**WHAT YOU HAVE TO DO:** Extract the full set of records that follows, word for word.

[Items listed in a dataset]
......

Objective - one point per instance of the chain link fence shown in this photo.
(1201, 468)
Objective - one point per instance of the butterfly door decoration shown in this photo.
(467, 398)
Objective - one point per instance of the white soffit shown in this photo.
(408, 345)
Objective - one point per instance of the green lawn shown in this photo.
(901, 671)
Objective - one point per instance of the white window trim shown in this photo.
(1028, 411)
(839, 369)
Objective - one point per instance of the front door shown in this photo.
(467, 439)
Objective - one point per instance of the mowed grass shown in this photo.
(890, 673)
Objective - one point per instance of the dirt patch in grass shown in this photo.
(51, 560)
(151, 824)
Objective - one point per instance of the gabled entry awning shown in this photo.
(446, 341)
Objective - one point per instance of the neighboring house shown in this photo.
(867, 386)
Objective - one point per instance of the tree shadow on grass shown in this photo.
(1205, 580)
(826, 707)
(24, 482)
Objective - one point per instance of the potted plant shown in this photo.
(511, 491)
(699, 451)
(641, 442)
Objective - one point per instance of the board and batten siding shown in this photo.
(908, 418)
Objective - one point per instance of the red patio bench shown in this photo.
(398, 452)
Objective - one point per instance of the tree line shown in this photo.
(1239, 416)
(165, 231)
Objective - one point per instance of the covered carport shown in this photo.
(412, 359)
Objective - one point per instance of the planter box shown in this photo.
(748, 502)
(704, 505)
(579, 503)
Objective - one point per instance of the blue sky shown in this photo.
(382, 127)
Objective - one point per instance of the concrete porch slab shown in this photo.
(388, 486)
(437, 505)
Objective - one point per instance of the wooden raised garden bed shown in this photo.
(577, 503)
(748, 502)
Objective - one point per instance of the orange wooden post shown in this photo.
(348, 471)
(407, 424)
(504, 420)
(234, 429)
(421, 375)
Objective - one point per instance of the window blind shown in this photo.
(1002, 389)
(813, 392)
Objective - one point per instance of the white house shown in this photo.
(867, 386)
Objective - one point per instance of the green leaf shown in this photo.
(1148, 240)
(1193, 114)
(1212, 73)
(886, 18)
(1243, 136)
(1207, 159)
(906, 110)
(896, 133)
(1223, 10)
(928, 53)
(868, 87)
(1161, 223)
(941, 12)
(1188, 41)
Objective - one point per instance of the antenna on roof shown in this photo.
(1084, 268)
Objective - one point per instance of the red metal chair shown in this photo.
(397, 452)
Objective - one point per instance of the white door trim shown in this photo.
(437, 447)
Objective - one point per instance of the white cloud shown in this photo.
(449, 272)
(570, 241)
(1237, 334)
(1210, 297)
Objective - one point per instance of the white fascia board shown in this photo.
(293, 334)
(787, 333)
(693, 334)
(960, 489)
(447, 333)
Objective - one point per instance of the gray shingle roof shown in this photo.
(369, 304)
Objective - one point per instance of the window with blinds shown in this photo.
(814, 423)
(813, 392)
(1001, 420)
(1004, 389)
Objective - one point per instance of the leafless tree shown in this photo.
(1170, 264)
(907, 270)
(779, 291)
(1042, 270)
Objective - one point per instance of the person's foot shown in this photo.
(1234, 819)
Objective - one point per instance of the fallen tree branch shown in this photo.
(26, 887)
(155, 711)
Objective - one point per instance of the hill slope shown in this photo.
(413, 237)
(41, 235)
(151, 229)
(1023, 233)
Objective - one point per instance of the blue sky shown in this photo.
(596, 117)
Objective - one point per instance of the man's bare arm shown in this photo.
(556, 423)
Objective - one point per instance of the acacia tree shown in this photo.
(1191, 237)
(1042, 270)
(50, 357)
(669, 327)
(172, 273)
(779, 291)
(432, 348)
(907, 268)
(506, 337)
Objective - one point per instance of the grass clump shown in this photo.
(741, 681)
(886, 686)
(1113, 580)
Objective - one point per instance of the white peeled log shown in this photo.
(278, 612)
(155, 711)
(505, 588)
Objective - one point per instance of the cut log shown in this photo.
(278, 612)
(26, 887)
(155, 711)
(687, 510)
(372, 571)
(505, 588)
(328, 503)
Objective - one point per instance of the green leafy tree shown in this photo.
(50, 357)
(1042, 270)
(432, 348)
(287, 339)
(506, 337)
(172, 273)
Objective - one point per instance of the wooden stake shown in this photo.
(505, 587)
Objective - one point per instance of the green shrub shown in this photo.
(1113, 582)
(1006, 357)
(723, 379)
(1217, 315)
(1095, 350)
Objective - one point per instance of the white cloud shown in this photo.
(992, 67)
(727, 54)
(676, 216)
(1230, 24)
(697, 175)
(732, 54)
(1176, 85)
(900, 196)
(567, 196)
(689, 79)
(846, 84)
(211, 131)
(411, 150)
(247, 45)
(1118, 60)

......

**TASK ANSWER:**
Objective - one point per instance of the chain link fence shown in this photo.
(1201, 468)
Objective - one point per instance of the butterfly door decoration shown in this photo.
(467, 398)
Objective - one point per instance of the white soffit shown in this photo.
(408, 345)
Objective - one point per instance of the green lawn shown in this photo.
(901, 671)
Objective - one point per instance of the white window trim shown in this photo.
(1028, 411)
(839, 369)
Objective - one point per instance of the front door shown in this photo.
(467, 439)
Objective - one point per instance of the mowed grass shown in this photo.
(890, 673)
Objective - one point per instance of the dirt patch in grass shown in this photo.
(51, 560)
(151, 824)
Objective - one point per instance of the gabled entry awning shown in this photo.
(446, 341)
Objective - one point per instance of the neighboring house shown in this photo.
(867, 386)
Objective - one point per instance of the tree shadow on grass shown in this photo.
(1205, 580)
(826, 707)
(24, 482)
Objective - one point per instance of the potted plant shown in this photo.
(511, 491)
(699, 451)
(641, 442)
Objective - one point per instance of the board and batten siding shown in this photo.
(908, 418)
Objective - one point per instance of the red patio bench shown in this photo.
(398, 452)
Objective - one point per instance of the tree line shown in this photo.
(1239, 416)
(165, 231)
Objective - one point per instance of the covered carport shown in this photo.
(412, 359)
Objective - one point per instance of the planter box shown in this photo.
(748, 502)
(704, 505)
(579, 503)
Objective - one point per instance of the blue sky shown in this photo.
(382, 127)
Objective - one point per instance of the concrete porch slab shown in this photo.
(388, 486)
(437, 505)
Objective - one point per instance of the wooden raised garden bed shown in this photo.
(577, 503)
(748, 502)
Objective - one point per instance of the orange wooden post shown in this photo.
(348, 471)
(407, 424)
(504, 420)
(234, 429)
(421, 375)
Objective - one point per instance of the window blind shown in this photo.
(1002, 389)
(813, 392)
Objective - one point per instance of the white house shown in this photo.
(867, 386)
Objective - one point per instance of the green leaf shown in this photo.
(1148, 240)
(1193, 114)
(1212, 73)
(886, 18)
(1243, 136)
(1207, 159)
(906, 110)
(896, 133)
(1223, 10)
(928, 53)
(868, 87)
(1161, 223)
(941, 12)
(1188, 41)
Objective - one point per instance of the antenna on roof shown in this photo.
(1084, 268)
Objective - one point per instance of the red metal chair shown in this photo.
(397, 452)
Objective - one point per instance of the white door trim shown in this photo.
(437, 447)
Objective - one point per instance of the white cloud shown in this photo.
(449, 272)
(570, 241)
(1237, 334)
(1210, 297)
Objective - one point per instance of the white fascia board shown in this photo.
(293, 334)
(787, 333)
(693, 334)
(960, 489)
(447, 333)
Objective - one point per instance of the gray shingle roof shown in this photo.
(369, 304)
Objective - one point per instance of the window with blinds shown in this photo.
(814, 423)
(813, 392)
(1001, 420)
(1004, 389)
Objective - one point per instance of the leafless tree shown in this photo.
(1170, 264)
(907, 270)
(779, 291)
(1042, 270)
Objective - one point per instance of the person's foot shown in this photo.
(1234, 819)
Objective - one point per instance of the fallen tree branch shown in this photo.
(26, 887)
(155, 711)
Objective - one point per instance of the hill slope shown in this photo.
(413, 237)
(41, 235)
(151, 229)
(1023, 233)
Objective - one point per instance of the blue sky shown in this photo.
(596, 117)
Objective - one point per instance of the man's bare arm shown in this photo.
(556, 423)
Objective - one point per instance of the acacia tree shown in this photo.
(1191, 237)
(1042, 270)
(50, 357)
(669, 327)
(172, 273)
(779, 291)
(432, 348)
(907, 268)
(506, 337)
Objective - one point per instance of the grass clump shown in this photo.
(741, 681)
(886, 686)
(1113, 580)
Objective - one point per instance of the white peeled log shown in this photo.
(278, 612)
(155, 711)
(505, 588)
Objective - one point per instance of the cut log shown in this photo.
(278, 612)
(26, 887)
(155, 711)
(687, 510)
(372, 571)
(505, 588)
(328, 503)
Objective - one point per instance of the green leafy tree shown in this photo.
(50, 357)
(1042, 270)
(432, 348)
(287, 339)
(506, 337)
(172, 273)
Objective - one point per instance of the wooden stake shown in this photo.
(505, 587)
Objective - one point per instance of the green shrub shown in this photo.
(1113, 582)
(1006, 357)
(723, 379)
(1217, 315)
(1095, 350)
Objective - one point per instance of the white cloud shown in this photo.
(992, 67)
(727, 54)
(676, 216)
(1230, 24)
(697, 175)
(732, 54)
(1176, 85)
(900, 196)
(567, 196)
(689, 79)
(846, 84)
(211, 131)
(411, 150)
(247, 45)
(1118, 60)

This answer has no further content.